Copy the entries below, substituting "phone booth" for every occurrence of "telephone box" and keeping all other text unchanged.

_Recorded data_

• • •

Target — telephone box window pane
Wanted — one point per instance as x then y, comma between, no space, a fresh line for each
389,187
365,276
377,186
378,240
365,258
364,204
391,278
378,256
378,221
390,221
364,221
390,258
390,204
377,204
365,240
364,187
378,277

• • •

_The answer_
Target — phone booth window pane
Wanted — one point per instance as x then y, comma between, no space, a fresh line for each
389,187
365,276
377,186
378,240
365,258
364,204
391,278
378,256
378,221
390,221
364,221
390,258
390,204
377,204
365,240
364,187
378,277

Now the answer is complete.